● **Goal of the exercise**
Everything from the line containing "Give the mask" through the line containing "# holes follow the even-odd rule" in the listing below should be copied exactly, and nothing more.

═══ Supplied records

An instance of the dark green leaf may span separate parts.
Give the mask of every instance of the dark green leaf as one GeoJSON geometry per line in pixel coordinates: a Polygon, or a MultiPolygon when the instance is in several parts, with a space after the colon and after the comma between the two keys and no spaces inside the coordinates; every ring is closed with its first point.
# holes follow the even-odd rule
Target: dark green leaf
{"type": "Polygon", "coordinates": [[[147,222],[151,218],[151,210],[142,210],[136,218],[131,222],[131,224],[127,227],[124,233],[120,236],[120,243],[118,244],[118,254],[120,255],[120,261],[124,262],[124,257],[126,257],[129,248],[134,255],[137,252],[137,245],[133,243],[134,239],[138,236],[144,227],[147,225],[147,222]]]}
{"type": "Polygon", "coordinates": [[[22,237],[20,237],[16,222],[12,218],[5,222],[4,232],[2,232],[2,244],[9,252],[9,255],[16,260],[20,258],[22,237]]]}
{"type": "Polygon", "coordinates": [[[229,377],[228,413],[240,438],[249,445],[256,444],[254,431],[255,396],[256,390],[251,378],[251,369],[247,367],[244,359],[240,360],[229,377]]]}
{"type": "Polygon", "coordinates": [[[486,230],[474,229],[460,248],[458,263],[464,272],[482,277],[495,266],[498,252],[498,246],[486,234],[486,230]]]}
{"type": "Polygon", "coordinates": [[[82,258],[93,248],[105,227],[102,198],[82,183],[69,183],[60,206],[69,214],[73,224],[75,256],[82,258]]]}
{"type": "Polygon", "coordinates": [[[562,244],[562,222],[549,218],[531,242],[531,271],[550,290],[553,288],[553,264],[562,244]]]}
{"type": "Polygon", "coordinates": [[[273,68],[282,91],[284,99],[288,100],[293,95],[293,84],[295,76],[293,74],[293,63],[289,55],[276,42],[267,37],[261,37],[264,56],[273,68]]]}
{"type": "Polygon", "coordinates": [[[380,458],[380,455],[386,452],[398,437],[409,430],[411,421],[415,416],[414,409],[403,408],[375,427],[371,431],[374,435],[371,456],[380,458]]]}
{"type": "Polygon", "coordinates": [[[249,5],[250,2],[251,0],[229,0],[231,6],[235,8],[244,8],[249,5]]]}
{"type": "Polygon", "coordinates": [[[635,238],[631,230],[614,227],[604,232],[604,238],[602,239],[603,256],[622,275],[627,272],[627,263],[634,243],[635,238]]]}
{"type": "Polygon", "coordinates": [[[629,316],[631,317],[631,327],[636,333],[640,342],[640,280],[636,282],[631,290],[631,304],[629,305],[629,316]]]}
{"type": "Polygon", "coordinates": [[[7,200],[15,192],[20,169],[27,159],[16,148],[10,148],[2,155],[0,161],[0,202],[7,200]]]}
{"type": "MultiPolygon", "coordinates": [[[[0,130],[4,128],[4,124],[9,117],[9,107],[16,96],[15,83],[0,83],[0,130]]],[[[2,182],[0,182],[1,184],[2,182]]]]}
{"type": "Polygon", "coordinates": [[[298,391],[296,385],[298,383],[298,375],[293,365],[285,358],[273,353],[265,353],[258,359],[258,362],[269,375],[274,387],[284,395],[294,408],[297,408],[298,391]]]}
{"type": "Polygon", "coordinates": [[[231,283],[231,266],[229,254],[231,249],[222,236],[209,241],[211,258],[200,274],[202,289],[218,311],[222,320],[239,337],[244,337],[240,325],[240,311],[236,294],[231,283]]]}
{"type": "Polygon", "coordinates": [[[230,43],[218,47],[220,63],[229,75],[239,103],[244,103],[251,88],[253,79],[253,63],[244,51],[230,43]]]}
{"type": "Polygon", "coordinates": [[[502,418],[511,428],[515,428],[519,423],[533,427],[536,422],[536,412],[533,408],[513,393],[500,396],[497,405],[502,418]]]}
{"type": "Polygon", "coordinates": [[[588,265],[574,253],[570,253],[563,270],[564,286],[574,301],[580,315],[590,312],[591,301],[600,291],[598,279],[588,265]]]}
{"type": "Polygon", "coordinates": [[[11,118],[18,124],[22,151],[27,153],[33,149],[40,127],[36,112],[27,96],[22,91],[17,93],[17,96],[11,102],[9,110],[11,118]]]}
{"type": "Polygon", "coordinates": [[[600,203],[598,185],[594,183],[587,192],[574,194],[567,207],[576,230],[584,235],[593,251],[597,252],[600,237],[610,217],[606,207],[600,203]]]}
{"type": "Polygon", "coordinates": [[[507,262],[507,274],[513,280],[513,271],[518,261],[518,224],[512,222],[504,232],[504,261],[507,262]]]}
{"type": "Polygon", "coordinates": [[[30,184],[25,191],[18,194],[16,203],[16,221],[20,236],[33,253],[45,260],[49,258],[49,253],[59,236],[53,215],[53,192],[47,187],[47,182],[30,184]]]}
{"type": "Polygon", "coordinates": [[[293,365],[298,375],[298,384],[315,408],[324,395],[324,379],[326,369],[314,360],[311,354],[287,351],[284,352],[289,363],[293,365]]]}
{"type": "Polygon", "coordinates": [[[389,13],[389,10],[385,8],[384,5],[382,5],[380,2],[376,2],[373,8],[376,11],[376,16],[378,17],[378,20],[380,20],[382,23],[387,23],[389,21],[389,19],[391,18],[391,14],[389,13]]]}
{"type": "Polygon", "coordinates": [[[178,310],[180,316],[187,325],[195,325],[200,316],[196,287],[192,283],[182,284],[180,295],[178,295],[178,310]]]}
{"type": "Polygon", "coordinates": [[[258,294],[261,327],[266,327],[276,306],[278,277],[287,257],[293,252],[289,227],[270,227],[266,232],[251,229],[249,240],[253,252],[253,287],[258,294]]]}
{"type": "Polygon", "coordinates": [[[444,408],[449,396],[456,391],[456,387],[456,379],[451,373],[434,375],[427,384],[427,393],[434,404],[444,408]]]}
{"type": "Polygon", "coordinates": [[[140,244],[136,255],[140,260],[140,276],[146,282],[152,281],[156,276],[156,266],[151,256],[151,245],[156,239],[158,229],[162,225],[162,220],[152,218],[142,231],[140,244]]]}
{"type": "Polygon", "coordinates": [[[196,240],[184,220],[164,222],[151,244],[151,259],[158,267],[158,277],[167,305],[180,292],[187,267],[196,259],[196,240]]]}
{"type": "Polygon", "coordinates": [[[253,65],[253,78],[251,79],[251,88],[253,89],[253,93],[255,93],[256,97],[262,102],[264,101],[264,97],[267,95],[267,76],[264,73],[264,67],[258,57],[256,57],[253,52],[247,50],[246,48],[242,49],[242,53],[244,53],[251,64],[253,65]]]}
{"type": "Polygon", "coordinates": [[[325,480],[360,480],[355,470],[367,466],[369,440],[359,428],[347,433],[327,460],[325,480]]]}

══════

● **Result below**
Give the mask of every instance of the dark green leaf as one GeoJSON geometry per line in pixel coordinates: a Polygon, or a MultiPolygon when the instance is in several parts, with a space after the colon and after the comma between the two keys and no spaces inside the coordinates; every ring is closed with its first point.
# holes follow the even-odd rule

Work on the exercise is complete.